▶ _ABOUT THIS TASK_
Continue the piece on the Dalai Lama's food analogies from where it stops.

▶ _SOURCE DOCUMENT_
___

Food reference: Dalai Lama

Recently we had the honor of listening to the Dalai Lama speak in Indianapolis. During the event he spoke of diversity, compassion, education, meditation, restraint, countermeasures to mischevious people and of course our fundamental common humanity. In preparation for the event I read through the Art of Happiness, 10th Anniversary Edition: A Handbook for Living. He references food in a few passages to explain the benefits of diversity and the process of learning.  Here are two:

“The purpose of religion is to benefit people, and I think that if we only had one religion, after a while it would cease to benefit many people. If we had a restaurant, for instance, and it only served one dish — day after day, for every meal — that restaurant wouldn’t have many customers left after a while. People need and appreciate diversity in their food because there are so many different tastes. In the same way, religions are meant to nourish the human spirit. And I think we can learn to celebrate that diversity in religions and develop a deep appreciation of the variety of religions.”

___

▶ _GIVEN ENTRIES_
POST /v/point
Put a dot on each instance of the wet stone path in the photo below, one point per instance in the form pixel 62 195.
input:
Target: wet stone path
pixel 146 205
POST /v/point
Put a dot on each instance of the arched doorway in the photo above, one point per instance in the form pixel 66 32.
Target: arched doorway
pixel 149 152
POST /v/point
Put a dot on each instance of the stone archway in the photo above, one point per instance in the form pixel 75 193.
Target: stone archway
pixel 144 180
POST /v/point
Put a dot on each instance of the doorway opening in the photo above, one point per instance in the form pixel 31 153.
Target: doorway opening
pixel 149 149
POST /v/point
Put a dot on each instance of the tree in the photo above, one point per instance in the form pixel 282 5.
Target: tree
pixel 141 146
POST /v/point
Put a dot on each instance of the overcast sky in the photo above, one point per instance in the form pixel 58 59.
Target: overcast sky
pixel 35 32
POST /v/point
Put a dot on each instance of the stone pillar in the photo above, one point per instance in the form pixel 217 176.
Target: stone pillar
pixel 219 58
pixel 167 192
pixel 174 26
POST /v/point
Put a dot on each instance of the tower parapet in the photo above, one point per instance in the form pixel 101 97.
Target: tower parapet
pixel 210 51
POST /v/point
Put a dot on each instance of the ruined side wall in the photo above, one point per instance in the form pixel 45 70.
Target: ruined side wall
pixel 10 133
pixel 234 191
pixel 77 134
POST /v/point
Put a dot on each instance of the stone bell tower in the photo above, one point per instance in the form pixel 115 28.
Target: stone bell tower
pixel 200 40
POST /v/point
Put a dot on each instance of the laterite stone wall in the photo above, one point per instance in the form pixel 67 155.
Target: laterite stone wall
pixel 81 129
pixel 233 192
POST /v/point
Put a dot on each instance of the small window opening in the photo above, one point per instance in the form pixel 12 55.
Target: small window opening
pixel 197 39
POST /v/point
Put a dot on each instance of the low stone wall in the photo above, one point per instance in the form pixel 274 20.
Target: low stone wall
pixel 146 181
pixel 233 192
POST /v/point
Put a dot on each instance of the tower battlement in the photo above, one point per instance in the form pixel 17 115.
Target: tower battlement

___

▶ _ANSWER TO THIS EXERCISE_
“When you talk of knowledge leading to freedom or resolution of a problem, you have to understand that there are many different levels. For example, let’s say that human beings in the Stone Age didn’t know how to cook meat but they still had a biological need to eat, so they just ate like a wild animal. As humans progressed, they learned how to cook and then how to put different spices to make the food tasty and then they came up with more diverse dishes. And even up to our  present age, if we are suffering from a particular illness and through our knowledge we learn that a certain type of food is not good for us, even though we might have a desire to eat it, we restrain ourselves from eating it. So it is clear that the more sophisticated  the level of our knowledge is, the more effective we will be in dealing with the natural world.”